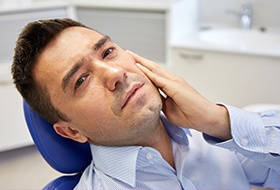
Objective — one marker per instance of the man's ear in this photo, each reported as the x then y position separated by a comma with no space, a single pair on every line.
65,130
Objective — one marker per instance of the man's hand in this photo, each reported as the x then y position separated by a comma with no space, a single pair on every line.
183,105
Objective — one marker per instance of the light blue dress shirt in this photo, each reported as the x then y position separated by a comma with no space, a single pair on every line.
202,162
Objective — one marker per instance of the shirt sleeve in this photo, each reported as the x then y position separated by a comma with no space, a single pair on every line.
256,139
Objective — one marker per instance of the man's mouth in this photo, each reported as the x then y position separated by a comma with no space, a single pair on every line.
130,93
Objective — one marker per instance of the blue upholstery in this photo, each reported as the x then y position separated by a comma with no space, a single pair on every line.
64,155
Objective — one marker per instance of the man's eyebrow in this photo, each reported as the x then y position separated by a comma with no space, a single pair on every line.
70,74
78,65
101,42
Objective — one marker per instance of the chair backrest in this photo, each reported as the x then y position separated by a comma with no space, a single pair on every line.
64,155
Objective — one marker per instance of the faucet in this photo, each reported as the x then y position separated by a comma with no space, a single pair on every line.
245,16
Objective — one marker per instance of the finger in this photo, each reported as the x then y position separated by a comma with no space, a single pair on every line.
166,85
158,80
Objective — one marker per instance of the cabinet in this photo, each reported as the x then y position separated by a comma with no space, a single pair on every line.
230,78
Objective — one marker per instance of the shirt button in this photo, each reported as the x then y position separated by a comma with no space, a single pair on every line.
149,156
244,141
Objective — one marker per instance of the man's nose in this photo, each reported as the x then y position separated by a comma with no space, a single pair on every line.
113,74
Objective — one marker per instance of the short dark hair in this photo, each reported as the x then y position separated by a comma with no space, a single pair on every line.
32,41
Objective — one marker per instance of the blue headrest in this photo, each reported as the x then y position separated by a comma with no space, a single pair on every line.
64,155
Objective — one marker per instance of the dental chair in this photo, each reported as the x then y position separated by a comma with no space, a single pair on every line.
64,155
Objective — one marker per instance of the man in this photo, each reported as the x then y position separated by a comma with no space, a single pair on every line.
93,91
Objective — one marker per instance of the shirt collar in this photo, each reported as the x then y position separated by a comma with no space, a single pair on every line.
120,162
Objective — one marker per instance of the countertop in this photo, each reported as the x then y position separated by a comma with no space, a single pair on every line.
193,42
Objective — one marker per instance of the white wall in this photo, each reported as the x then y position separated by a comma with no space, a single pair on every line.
265,12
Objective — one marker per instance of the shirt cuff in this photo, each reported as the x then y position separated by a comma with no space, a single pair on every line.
248,132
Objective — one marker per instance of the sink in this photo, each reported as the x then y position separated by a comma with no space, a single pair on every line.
240,38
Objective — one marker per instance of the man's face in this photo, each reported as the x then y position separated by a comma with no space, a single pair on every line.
97,85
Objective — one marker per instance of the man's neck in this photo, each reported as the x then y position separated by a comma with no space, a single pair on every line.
162,143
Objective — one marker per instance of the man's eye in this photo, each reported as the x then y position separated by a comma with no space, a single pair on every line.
108,52
80,82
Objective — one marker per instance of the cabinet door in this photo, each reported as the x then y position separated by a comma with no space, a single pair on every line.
234,79
14,132
143,32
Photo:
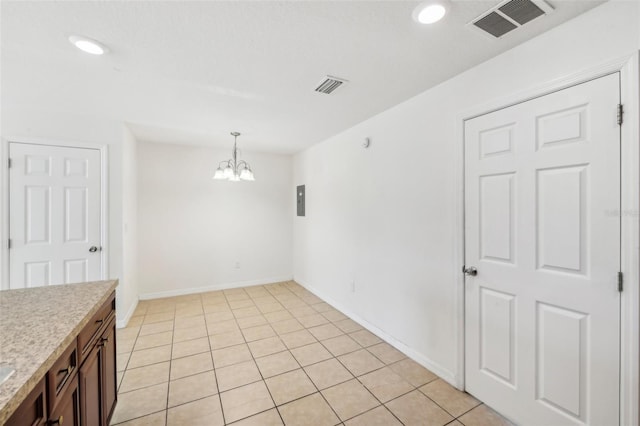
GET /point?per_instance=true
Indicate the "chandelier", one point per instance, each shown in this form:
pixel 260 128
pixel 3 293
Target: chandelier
pixel 232 169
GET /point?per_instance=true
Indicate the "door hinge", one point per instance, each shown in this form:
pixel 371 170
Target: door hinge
pixel 620 280
pixel 620 114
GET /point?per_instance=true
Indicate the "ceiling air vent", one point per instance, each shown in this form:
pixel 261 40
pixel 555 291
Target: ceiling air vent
pixel 509 15
pixel 329 84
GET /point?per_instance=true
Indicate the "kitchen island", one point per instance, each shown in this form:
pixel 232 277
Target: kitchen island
pixel 48 335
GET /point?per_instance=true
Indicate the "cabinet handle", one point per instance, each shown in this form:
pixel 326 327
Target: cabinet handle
pixel 67 370
pixel 57 422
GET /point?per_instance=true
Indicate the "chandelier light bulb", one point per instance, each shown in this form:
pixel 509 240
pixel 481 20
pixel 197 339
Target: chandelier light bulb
pixel 233 169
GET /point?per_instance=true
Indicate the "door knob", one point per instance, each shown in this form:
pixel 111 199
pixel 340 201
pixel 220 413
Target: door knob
pixel 471 271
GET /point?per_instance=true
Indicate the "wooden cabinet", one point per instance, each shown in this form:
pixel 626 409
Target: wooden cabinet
pixel 109 371
pixel 33 410
pixel 67 410
pixel 80 389
pixel 98 379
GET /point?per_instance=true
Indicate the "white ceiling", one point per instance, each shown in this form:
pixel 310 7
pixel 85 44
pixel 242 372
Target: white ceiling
pixel 192 71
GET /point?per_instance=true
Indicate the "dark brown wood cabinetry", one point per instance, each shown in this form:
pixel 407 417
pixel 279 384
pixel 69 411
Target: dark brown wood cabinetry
pixel 80 388
pixel 33 410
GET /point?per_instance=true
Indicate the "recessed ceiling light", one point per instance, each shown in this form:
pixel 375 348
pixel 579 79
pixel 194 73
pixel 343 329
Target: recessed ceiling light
pixel 428 13
pixel 88 45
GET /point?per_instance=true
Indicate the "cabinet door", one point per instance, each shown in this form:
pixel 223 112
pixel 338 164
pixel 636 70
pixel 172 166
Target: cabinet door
pixel 90 395
pixel 109 374
pixel 67 411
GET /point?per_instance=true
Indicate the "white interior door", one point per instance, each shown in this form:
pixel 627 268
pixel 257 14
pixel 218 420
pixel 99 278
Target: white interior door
pixel 542 227
pixel 55 219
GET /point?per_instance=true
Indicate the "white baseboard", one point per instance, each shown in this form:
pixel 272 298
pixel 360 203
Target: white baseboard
pixel 223 286
pixel 444 373
pixel 122 322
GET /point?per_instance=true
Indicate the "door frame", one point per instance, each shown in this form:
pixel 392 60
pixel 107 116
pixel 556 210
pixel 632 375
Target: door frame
pixel 4 187
pixel 629 69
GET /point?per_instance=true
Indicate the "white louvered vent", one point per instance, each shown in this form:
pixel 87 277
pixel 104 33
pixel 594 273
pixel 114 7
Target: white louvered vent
pixel 510 15
pixel 329 84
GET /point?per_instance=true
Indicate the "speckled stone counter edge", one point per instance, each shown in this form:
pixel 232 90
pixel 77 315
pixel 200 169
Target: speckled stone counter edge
pixel 19 396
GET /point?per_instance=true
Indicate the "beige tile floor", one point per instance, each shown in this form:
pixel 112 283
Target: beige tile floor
pixel 272 355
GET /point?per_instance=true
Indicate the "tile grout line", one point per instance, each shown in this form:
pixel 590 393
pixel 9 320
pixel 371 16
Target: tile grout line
pixel 213 364
pixel 287 300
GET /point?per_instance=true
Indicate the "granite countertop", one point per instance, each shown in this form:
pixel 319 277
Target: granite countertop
pixel 36 326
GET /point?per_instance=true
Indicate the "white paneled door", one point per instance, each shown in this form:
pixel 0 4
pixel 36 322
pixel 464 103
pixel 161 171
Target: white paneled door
pixel 55 215
pixel 542 228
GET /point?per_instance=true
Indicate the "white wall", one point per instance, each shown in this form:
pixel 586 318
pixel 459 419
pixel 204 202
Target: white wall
pixel 129 293
pixel 46 126
pixel 385 216
pixel 192 230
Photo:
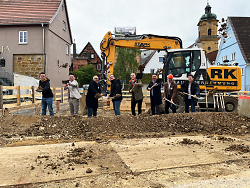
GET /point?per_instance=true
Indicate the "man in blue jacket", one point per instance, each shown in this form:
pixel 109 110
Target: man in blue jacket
pixel 94 92
pixel 190 88
pixel 116 94
pixel 155 95
pixel 47 95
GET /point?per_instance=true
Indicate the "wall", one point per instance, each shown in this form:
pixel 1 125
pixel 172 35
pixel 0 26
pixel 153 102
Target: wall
pixel 154 62
pixel 30 65
pixel 227 47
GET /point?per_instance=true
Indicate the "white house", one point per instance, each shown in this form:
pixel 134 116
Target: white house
pixel 236 47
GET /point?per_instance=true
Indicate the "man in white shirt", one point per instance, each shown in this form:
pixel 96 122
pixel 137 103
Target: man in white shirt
pixel 74 95
pixel 192 88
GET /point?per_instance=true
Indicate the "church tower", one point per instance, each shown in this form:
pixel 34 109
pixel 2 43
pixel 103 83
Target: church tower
pixel 208 38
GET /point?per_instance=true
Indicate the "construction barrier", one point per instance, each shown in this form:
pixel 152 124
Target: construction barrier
pixel 244 105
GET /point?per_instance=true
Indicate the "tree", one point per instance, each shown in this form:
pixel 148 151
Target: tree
pixel 85 74
pixel 126 63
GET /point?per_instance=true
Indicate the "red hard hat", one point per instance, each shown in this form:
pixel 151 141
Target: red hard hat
pixel 170 76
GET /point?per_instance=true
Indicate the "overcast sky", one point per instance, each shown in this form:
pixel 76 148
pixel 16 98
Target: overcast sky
pixel 91 20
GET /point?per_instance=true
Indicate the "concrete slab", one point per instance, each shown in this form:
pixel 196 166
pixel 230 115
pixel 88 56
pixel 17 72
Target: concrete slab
pixel 19 165
pixel 162 153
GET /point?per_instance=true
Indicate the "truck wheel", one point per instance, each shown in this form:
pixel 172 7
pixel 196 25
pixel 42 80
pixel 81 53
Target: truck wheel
pixel 182 103
pixel 231 104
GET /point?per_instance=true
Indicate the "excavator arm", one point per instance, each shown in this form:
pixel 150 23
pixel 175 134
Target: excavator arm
pixel 146 41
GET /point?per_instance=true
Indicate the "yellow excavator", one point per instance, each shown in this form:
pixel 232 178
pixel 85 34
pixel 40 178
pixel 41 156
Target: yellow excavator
pixel 179 62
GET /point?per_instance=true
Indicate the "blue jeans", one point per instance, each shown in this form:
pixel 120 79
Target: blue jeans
pixel 167 105
pixel 47 102
pixel 92 111
pixel 116 106
pixel 188 102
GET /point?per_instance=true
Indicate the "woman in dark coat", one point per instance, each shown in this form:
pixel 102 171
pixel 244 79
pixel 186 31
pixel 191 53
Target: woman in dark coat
pixel 94 91
pixel 155 95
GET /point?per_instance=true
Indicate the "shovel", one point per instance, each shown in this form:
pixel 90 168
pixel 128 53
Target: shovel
pixel 138 77
pixel 193 96
pixel 174 103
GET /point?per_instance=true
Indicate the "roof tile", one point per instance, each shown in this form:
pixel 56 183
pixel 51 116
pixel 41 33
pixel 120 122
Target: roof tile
pixel 27 11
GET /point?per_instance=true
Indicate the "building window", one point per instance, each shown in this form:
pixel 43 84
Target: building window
pixel 67 49
pixel 2 63
pixel 209 32
pixel 23 37
pixel 242 71
pixel 233 56
pixel 64 26
pixel 99 67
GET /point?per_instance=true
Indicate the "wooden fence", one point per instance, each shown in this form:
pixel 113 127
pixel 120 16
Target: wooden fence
pixel 17 99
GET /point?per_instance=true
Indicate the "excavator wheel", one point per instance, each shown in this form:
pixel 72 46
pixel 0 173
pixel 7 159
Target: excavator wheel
pixel 231 104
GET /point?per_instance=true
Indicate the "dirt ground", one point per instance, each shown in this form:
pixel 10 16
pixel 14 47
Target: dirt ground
pixel 103 165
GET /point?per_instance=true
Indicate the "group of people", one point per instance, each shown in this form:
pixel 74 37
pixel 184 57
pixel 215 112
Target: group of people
pixel 189 88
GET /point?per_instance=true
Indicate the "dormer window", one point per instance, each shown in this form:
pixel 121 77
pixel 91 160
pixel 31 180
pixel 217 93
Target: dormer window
pixel 209 31
pixel 23 37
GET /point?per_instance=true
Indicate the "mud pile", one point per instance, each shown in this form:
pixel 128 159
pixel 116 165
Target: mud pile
pixel 124 126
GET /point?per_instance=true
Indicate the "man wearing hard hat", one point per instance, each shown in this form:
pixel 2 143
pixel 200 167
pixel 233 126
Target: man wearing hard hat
pixel 170 94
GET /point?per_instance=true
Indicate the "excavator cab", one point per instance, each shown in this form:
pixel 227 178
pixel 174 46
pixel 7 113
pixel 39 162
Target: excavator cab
pixel 182 62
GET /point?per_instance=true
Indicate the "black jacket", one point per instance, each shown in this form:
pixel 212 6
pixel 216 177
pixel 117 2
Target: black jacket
pixel 47 93
pixel 195 89
pixel 116 88
pixel 156 93
pixel 93 89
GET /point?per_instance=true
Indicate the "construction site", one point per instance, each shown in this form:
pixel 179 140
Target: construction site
pixel 201 149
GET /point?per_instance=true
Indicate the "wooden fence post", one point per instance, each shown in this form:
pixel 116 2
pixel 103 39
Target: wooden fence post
pixel 18 96
pixel 1 97
pixel 54 92
pixel 33 94
pixel 62 94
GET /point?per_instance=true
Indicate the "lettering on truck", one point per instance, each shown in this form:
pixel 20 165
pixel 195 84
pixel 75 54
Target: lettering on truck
pixel 142 45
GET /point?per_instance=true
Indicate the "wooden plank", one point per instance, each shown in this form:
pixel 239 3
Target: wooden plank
pixel 9 96
pixel 9 105
pixel 10 87
pixel 18 96
pixel 26 103
pixel 1 97
pixel 25 87
pixel 26 95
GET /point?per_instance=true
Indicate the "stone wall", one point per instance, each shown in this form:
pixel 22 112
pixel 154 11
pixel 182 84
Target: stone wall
pixel 30 65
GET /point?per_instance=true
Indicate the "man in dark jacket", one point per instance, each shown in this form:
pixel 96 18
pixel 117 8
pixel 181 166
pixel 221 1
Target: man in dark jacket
pixel 116 94
pixel 135 87
pixel 92 96
pixel 155 95
pixel 170 93
pixel 47 95
pixel 192 88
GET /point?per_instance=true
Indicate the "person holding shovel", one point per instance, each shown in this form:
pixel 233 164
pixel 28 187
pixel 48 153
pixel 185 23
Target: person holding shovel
pixel 74 95
pixel 170 94
pixel 116 94
pixel 135 87
pixel 190 88
pixel 94 92
pixel 155 95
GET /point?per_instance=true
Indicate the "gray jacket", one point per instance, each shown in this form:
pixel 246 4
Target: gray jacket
pixel 73 90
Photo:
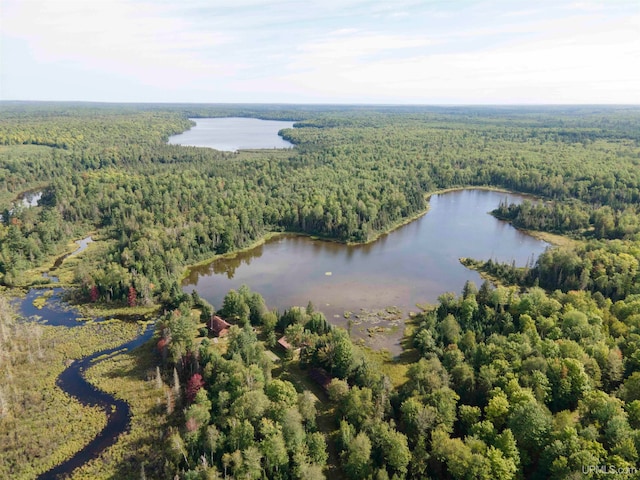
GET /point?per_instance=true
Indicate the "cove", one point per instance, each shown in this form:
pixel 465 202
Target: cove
pixel 413 264
pixel 232 133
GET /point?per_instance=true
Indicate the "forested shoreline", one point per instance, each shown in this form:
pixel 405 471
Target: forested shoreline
pixel 536 378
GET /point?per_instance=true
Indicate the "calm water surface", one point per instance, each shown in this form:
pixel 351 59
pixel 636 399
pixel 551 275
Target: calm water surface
pixel 414 264
pixel 231 134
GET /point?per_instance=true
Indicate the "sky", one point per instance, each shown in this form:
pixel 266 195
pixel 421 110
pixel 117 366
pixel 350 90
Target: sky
pixel 327 51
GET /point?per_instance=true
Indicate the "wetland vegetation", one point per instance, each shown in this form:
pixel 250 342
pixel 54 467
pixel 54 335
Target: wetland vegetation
pixel 533 378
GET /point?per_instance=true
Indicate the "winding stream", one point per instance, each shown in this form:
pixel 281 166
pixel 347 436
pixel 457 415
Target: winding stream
pixel 118 413
pixel 55 312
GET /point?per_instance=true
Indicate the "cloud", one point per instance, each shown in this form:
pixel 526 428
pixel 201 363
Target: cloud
pixel 575 64
pixel 336 50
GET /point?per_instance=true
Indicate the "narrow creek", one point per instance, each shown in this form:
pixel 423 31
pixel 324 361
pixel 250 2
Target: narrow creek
pixel 118 413
pixel 56 313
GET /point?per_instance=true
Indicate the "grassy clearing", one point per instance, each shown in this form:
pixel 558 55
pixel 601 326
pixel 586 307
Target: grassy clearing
pixel 131 376
pixel 552 238
pixel 41 426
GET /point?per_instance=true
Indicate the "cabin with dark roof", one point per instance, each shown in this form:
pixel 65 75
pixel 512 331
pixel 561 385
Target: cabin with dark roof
pixel 284 344
pixel 217 326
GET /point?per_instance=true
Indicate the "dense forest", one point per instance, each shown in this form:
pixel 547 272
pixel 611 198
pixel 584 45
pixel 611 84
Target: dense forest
pixel 537 377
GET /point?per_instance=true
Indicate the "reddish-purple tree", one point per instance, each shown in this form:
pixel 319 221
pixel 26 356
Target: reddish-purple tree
pixel 132 296
pixel 94 294
pixel 194 384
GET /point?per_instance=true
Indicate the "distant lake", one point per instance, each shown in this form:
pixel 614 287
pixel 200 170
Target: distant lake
pixel 413 264
pixel 232 133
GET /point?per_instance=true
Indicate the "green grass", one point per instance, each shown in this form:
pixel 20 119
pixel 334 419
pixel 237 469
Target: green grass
pixel 41 426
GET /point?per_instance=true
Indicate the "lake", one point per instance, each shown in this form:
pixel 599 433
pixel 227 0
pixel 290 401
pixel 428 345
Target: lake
pixel 413 264
pixel 231 134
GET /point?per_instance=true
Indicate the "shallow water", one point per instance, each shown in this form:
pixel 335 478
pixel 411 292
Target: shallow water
pixel 413 264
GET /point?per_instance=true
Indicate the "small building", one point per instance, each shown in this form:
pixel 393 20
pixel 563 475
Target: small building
pixel 284 344
pixel 217 326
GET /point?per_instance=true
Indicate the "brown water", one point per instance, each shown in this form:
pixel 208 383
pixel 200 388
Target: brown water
pixel 413 264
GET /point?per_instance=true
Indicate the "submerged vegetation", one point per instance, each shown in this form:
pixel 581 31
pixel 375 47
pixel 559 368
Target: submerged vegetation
pixel 538 377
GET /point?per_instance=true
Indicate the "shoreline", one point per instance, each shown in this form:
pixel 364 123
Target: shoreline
pixel 375 237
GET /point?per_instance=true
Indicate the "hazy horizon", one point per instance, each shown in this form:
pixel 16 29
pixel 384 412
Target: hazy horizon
pixel 354 52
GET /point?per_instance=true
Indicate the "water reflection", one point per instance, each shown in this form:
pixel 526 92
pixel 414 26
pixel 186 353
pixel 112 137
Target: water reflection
pixel 414 264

━━━━━━

Exercise aim: Copy out each line of the rows above that contains the string "shallow". Case counts.

Response to the exercise:
Indicate the "shallow water", one point per instance, each shown in this form:
Target: shallow water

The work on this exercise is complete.